▶ TASK DIRECTIONS:
Reproduce the lines between the one holding "of the tweety" and the one holding "[[583, 81]]", inclusive, and shift every marker coordinate in the answers up by 73. Leave all other text unchanged.

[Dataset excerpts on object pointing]
↓↓↓

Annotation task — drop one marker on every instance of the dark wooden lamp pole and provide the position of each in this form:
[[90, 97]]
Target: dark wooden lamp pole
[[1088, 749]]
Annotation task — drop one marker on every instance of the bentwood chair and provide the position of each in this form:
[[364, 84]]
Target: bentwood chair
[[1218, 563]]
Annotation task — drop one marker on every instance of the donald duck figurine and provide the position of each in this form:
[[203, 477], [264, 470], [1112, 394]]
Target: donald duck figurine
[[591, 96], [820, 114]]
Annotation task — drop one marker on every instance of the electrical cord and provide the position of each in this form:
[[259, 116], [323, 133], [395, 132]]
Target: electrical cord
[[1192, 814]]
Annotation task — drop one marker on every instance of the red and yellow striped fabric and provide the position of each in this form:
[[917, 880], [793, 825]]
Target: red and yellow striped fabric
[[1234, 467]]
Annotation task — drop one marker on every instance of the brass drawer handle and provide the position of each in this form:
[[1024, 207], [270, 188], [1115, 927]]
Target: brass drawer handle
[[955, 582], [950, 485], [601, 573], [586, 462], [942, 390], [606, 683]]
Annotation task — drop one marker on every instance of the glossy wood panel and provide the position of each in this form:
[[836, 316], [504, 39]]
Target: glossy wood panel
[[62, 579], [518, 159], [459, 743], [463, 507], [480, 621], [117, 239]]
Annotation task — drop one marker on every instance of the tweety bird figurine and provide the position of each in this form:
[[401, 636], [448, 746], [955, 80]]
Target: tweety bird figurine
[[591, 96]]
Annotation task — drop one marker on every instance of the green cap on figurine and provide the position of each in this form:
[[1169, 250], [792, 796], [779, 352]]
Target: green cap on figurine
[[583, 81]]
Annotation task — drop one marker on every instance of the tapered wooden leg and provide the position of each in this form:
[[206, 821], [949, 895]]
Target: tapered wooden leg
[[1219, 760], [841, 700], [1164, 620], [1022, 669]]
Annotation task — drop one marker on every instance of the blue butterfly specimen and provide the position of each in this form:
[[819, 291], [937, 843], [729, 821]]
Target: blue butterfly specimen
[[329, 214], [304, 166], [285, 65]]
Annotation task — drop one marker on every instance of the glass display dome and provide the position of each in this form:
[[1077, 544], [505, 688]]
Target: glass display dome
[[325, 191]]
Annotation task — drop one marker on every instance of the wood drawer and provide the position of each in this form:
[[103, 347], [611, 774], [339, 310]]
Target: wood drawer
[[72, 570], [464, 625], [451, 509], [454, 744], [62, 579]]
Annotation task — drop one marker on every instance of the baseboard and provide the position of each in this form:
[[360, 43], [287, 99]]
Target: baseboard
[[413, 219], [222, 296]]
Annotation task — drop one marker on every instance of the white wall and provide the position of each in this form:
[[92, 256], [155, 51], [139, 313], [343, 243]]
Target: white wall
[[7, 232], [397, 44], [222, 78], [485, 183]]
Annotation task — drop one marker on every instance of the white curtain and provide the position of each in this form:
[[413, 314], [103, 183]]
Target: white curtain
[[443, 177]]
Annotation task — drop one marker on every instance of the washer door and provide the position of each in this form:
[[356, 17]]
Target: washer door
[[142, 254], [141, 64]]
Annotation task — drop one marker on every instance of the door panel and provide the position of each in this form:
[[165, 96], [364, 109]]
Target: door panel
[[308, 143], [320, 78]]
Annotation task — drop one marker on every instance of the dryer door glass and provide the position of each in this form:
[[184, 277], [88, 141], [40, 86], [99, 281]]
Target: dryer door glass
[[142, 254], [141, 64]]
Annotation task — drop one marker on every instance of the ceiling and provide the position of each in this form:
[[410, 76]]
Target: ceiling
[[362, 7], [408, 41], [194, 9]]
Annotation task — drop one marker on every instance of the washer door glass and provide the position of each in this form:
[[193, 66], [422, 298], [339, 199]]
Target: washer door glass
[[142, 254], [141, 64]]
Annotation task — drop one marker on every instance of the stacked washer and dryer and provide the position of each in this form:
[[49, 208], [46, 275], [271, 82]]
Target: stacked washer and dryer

↑↑↑

▶ TASK RESULT:
Annotation task — drop one marker on every instance of the tweety bird figurine and provide the position of each in this form:
[[401, 636], [448, 746], [955, 80]]
Target: tweety bird figurine
[[664, 169]]
Annotation task — drop one marker on every instance of the green cap on figurine and provide the position of each in this form:
[[1169, 250], [792, 796], [779, 352]]
Target: green cap on figurine
[[656, 154]]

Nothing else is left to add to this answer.